* [Task directions]
Look through the listing below, and wherever a line has the string "target", pull it out.

### Supplied data ###

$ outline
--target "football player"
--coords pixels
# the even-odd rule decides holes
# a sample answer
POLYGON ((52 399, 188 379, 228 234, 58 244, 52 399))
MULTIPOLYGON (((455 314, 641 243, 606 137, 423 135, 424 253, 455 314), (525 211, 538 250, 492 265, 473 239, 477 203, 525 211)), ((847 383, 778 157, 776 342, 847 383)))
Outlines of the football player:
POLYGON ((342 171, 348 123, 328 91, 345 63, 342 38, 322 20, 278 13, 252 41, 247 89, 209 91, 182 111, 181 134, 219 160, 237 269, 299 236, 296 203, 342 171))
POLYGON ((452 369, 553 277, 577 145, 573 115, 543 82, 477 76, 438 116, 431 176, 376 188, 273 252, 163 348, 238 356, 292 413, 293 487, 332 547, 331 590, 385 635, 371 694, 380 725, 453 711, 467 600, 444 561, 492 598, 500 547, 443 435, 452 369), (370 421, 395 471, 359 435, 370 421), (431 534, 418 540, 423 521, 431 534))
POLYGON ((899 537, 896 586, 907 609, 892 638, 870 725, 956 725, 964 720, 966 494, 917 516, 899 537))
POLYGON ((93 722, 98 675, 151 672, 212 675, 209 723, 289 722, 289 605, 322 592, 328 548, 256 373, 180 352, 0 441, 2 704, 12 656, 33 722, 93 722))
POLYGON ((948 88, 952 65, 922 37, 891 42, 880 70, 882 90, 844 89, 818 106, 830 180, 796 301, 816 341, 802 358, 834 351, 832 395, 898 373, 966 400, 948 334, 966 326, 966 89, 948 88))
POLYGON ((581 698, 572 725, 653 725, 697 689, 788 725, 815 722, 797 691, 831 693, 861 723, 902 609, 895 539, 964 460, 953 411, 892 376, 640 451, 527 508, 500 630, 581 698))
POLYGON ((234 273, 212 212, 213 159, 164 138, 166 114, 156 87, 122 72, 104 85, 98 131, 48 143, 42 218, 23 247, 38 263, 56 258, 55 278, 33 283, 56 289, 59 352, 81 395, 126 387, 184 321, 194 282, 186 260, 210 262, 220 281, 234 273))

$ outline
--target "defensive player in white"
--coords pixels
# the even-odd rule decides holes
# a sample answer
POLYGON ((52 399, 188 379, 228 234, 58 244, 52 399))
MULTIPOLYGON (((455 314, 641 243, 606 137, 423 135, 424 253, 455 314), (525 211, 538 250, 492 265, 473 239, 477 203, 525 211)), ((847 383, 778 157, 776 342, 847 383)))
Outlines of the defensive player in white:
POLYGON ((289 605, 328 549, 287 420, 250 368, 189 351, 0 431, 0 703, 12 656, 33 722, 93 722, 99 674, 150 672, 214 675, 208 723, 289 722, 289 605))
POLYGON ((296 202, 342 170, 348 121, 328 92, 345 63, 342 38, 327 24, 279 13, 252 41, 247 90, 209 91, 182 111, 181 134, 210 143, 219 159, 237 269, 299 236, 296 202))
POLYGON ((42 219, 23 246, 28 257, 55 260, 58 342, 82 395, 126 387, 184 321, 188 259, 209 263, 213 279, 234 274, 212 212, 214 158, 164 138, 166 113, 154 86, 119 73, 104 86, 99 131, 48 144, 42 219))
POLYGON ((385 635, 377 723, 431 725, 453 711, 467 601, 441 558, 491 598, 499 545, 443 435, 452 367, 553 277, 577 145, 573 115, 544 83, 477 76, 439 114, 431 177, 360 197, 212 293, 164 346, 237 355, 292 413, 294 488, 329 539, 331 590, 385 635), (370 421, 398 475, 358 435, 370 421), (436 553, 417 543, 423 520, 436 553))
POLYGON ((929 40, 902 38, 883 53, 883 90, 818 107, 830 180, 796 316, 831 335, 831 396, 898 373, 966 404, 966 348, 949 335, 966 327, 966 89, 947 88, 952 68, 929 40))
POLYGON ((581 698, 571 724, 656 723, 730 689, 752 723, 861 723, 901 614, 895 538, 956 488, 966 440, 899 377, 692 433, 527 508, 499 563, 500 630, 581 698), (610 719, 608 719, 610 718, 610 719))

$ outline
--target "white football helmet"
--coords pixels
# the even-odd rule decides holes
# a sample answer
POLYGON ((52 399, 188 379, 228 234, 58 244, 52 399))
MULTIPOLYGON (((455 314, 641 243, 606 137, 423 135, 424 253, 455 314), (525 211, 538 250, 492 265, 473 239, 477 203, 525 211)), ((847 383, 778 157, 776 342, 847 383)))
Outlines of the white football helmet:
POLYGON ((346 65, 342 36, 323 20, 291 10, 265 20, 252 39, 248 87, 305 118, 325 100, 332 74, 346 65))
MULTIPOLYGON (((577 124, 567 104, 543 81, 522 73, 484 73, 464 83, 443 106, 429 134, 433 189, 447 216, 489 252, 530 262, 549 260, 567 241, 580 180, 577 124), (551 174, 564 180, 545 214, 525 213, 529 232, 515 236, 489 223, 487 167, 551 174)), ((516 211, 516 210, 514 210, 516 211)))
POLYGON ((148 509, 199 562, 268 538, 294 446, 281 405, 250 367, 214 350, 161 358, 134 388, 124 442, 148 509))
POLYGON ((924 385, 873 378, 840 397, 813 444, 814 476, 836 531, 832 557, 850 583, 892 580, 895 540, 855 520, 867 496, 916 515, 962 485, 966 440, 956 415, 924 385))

###
### Supplied data ###

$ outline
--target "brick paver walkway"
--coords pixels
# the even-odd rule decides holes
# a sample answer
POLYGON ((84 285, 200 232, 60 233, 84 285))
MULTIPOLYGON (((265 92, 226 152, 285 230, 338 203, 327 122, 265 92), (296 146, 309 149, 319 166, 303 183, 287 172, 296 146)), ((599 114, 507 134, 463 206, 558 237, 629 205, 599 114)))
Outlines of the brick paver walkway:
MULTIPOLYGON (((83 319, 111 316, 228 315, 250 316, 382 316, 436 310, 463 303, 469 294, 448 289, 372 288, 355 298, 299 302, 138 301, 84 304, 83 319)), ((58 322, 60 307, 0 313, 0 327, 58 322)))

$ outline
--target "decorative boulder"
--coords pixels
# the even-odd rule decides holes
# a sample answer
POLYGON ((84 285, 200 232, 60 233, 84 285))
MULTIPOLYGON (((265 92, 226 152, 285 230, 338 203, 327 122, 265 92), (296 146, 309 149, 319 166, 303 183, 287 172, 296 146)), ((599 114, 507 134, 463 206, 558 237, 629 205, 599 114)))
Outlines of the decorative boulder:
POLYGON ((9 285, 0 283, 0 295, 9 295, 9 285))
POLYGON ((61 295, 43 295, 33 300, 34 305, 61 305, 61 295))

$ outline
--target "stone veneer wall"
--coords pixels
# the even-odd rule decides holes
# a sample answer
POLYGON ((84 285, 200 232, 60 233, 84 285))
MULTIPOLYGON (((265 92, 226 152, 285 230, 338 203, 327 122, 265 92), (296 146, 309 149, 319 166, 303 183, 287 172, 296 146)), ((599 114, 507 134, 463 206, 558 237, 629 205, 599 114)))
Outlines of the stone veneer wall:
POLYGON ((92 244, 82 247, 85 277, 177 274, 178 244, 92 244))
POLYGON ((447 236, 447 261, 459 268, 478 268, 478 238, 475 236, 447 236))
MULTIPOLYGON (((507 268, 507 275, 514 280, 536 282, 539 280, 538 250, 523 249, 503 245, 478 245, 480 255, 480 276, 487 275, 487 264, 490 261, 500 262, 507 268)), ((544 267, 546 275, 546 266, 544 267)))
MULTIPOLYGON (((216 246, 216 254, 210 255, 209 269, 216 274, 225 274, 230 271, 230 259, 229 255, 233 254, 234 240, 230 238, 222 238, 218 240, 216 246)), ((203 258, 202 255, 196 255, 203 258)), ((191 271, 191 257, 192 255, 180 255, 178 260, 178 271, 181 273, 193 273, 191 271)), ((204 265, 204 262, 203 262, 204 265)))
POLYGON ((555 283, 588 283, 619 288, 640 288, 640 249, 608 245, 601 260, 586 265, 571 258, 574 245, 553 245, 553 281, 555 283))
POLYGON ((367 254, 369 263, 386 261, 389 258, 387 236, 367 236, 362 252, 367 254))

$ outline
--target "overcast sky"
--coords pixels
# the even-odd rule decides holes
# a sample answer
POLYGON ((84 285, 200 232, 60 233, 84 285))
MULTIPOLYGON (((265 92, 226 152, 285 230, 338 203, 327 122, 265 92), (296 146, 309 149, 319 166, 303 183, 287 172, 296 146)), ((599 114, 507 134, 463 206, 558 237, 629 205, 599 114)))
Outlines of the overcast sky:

###

* [Exercise answer]
--target "football player"
--target "defensive player in white"
--target "white football helmet"
--target "brick paver walkway"
--target "decorative boulder"
--target "stone veneer wall"
--target "overcast sky"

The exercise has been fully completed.